The Bank for International Settlements has put the largest crypto exchanges into a regulatory category that the industry has been resisting since the 2022 collapse of FTX and Celsius. In Occasional Paper Number 27, released on April 23 and reported by CoinDesk, PYMNTS, Bankless and others, BIS staff name Binance, Coinbase, Bybit and a small group of peers as "multifunction cryptoasset intermediaries" — MCIs — and argue that these firms now bundle deposit-taking, lending, custody, market-making and brokerage in a way that prudential regulators have spent a century separating across banks, broker-dealers and clearing houses. The label matters because it lets the BIS map crypto firms onto Basel-era frameworks for shadow banking, and it gives national supervisors a shared vocabulary to apply familiar tools — capital floors, liquidity requirements, ring-fencing — to platforms that have so far escaped them. The trigger evidence the report cites is concrete: the October 2025 crypto flash crash forced an estimated $19 billion of derivative liquidations in a single day, and the BIS uses that episode as proof that bundled-service exchanges can already produce shocks the size of mid-cap bank failures, but with none of the deposit insurance, lender-of-last-resort access, or resolution machinery that limit fallout in regulated finance.

** INSTRUCTIONS FOR THE TASK **
Can you write the next part of the text on the BIS report about large crypto exchanges, starting after its final sentence?

** Pointing lines **
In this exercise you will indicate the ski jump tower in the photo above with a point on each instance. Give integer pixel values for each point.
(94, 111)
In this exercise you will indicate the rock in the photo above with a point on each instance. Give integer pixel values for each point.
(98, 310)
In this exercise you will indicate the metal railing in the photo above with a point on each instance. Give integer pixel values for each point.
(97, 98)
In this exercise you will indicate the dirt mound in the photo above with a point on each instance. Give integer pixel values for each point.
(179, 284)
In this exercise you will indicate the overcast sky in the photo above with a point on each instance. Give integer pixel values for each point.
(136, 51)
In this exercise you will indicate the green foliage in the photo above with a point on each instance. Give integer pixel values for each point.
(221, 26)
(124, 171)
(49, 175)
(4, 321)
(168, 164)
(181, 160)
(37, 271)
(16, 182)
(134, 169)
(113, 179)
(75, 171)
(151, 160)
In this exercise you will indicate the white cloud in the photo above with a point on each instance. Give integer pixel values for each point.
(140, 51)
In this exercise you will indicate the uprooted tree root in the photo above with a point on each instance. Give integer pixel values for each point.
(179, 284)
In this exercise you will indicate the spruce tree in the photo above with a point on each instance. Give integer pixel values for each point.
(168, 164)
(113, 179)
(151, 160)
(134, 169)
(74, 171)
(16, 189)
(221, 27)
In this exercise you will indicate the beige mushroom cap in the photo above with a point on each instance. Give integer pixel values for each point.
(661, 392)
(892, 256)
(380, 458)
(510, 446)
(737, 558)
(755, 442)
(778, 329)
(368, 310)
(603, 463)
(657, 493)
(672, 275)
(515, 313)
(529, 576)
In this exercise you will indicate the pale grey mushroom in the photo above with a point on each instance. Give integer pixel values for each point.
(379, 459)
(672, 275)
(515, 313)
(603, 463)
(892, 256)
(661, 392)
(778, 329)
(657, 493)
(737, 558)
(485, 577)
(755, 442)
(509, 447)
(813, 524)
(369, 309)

** FINAL ANSWER **
What the MCI Label Actually Does to Regulation

Naming a thing is half the regulatory work. The "multifunction cryptoasset intermediary" framing is the BIS doing what it did to money-market funds in the 2010s and to non-bank financial intermediaries in the 2020s: defining a perimeter, then pushing supervisors to apply existing prudential tools inside that perimeter. The framework matters because it strips the industry of the argument that crypto exchanges are sui generis tech platforms outside any familiar regulatory category. Once a venue accepts customer deposits in the form of crypto, lends those deposits out to other counterparties through earn products, runs an order book against its own balance sheet through market-making affiliates, and provides custody for assets that secure all of the above, it does most of what a bank does, and the BIS can argue that the same kinds of capital and liquidity tools should apply. The Coinbase, Binance, OKX, Bybit, Crypto.com and Kraken business models all sit inside that perimeter on the report's reading. The mechanism is not new — the Financial Stability Board has been edging toward this position since 2022 — but having BIS staff put it on paper with a formal label gives every national supervisor cover to take supervisory action even before formal legislation lands. That is the same script the FSB used to bring shadow banks under post-2008 prudential review, and it tends to produce results faster than waiting for legislatures.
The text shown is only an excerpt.